▶ Fragmento seleccionado
La trilogía de Carpignano abona al género de los gangsters contenido y forma novedosos y sorprendentes, si consideramos la esclerosis estética que padeció el tópico desde ese magistral fresco que significó la historia de los Corleone, filmada en tres partes por Coppola (1972, 1974 y 1999). Recordemos que entumió al género la silueta mítica de los personajes interpretados por actores como Marlon Brando, Robert de Niro, Al Pacino, Robert Duvall y James Caan, cincelados por Coppola a partir de la novela de Mario Puzzo y lo que vimos posteriormente fueron derivados de ese cosmos como lo que filmaron Scorsese (Casino, Los infiltrados), Leone (Érase una vez en América), John Huston (El honor de la familia Prizzi), Michael Cimino (Manhattan sur) o De Palma (Scarface, Los intocables).

El embrujo totémico de El padrino se apoyaba además de una parafernalia contundente: a la efigie elegante de moda sobria impulsada por el vestuario basado en telas de traje marrones y negros, sombreros de fieltro, abrigos largos de lana, flores en la solapa, queriéndose adaptar al cosmopolitismo de NY, Coppola aderezó su invención con un ritmo lánguido donde los capos se mueven en cámara lenta y marcado por un vals melancólico compuesto por Nino Rota para semejar una marcha fúnebre. Incluso, quienes osaron ir a contracorriente, como los hermanos Coen (De paseo a la muerte, 1990), se desprenden de dicho imaginario y eso sí con astucia para el deslinde –Jim Jarmusch en este contexto realizó un filme singular (Ghost the dog, 1999) al igual que David Cronenberg (Promesas del este, 2007) y ya no digamos la serie de Los Soprano (1999-2007) de David Chase.

▶ Sección de datos
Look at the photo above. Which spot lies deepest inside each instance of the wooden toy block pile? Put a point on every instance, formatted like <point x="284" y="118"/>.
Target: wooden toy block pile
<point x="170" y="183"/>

▶ Ejercicio propuesto A
Reescribe el pasaje del fragmento seleccionado que comienza en las palabras "La trilogía de" y termina tras "(Scarface, Los intocables).", sustituyendo "trilogía" por "saga".
▶ Ejercicio propuesto B
Según el fragmento seleccionado, ¿quién compuso el vals melancólico que marca el ritmo de El padrino?
▶ Ejercicio propuesto C
Prosigue el fragmento seleccionado sobre el cine de gánsteres a partir de su última oración.
Las líneas no intervienen en este ejercicio.

▶ Respuesta A
La saga de Carpignano abona al género de los gangsters contenido y forma novedosos y sorprendentes, si consideramos la esclerosis estética que padeció el tópico desde ese magistral fresco que significó la historia de los Corleone, filmada en tres partes por Coppola (1972, 1974 y 1999). Recordemos que entumió al género la silueta mítica de los personajes interpretados por actores como Marlon Brando, Robert de Niro, Al Pacino, Robert Duvall y James Caan, cincelados por Coppola a partir de la novela de Mario Puzzo y lo que vimos posteriormente fueron derivados de ese cosmos como lo que filmaron Scorsese (Casino, Los infiltrados), Leone (Érase una vez en América), John Huston (El honor de la familia Prizzi), Michael Cimino (Manhattan sur) o De Palma (Scarface, Los intocables).

▶ Respuesta B
Nino Rota.

▶ Respuesta C
Por ello vale la pena distinguir la obra de Carpignano dentro de una fórmula dominante que ha perdurado y que sin duda se ha renovado con algunos ejemplos citados, pero sobre todo con la cinematografía europea, y más en específico la italiana, agregamos la citada Gomorra, que suman versiones realistas reflejo de estos tiempos de caos en medio del capitalismo más gore. La propuesta temática y tratamiento estético de Mediterránea, A Ciambra y Para Chiara ha gustado a tal grado que recibió premios como el de la Quincena de Realizadores del Festival de Cannes, Francia. Asimismo, Carpignano ha sido reconocido por el National Board of Review como el mejor debut, por revelación con el Gotham Independent File Award, el David di Donatello por mejor director en Italia y nada menos que Martin Scorsese fue su padrino ejecutivo en el segundo filme.

Decíamos que el sentido de comunidad Carpignano lo aprehendió trabajando con ella desde 2010. Esta inmersión le permitió congeniar con familias enteras a las que convenció de interpretarse a sí mismas. Por ello las comunidades se ven retratadas como si no existiera la cámara y, más bien, como si se ocupara la cámara espía de los neorrealistas: los Amato, familia romaní, aparece en A Ciambra y la familia Rotolo hace lo propio en Para Chiara. Se entiende que no trazó un plan previo para la realización de la trilogía, sino que el proyecto fue emergiendo conforme la noción de comunidad se hacía cada vez más profunda. En Mediterránea se circunscribe al viaje misérrimo de los africanos a la ciudad costera de Italia, donde el personaje principal es Koudous Seihon, de Burkina Faso, y de personaje secundario ubica a Pío, el niño romaní. A su vez, ya para la segunda, Pío transita al papel central. Entonces, primero los africanos, posteriormente los gitanos y culmina con el punto de vista de los italianos para completar el círculo y así esquiva el sesgo que eventualmente se inclinaría por la única víctima.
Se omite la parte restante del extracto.